What the task requires
Can you reproduce each of the items below word for word, with nothing changed?

*** Supplied material

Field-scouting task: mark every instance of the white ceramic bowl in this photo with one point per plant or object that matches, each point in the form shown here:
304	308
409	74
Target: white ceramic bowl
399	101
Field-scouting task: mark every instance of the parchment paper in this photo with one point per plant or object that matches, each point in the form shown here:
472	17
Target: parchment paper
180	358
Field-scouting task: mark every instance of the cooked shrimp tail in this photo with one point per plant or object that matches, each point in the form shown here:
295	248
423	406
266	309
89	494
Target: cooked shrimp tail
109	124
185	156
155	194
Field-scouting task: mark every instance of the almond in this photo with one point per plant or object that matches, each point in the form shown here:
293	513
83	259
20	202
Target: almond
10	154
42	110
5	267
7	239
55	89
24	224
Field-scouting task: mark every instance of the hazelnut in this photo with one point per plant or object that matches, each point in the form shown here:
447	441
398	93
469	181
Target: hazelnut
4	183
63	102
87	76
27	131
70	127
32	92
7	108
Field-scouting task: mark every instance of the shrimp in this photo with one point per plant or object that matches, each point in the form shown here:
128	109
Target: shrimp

******

Written answer
Field-scouting task: mark every instance of the white ceramic bowl in this photo with one point per plant or object that matches, each point in the form shown here:
304	308
409	74
Target: white ceramic bowl
399	101
Field-scouting task: mark every instance of the parchment paper in this photo with one point per plant or object that matches, each point in the form shown here:
472	17
Target: parchment paper
180	358
Field-scouting task: mark every instance of the cooked shrimp tail in this photo with one point per plant or object that matches, each point in the form shown here:
295	248
423	406
266	309
89	494
Target: cooked shrimp tail
109	124
185	156
155	194
Field-scouting task: mark every instance of the almond in this photo with one point per plant or object that matches, each point in the form shown here:
293	513
83	259
20	202
Target: almond
10	154
42	110
5	267
7	239
55	89
24	224
Field-scouting task: mark every instance of the hazelnut in this photo with one point per plant or object that matches, each point in the form shown here:
447	441
398	93
469	181
Target: hazelnut
4	183
63	102
87	76
27	131
70	127
32	92
7	108
Field-scouting task: mark every instance of the shrimp in this photo with one point per plant or object that matches, each point in the form shown here:
128	109
Target: shrimp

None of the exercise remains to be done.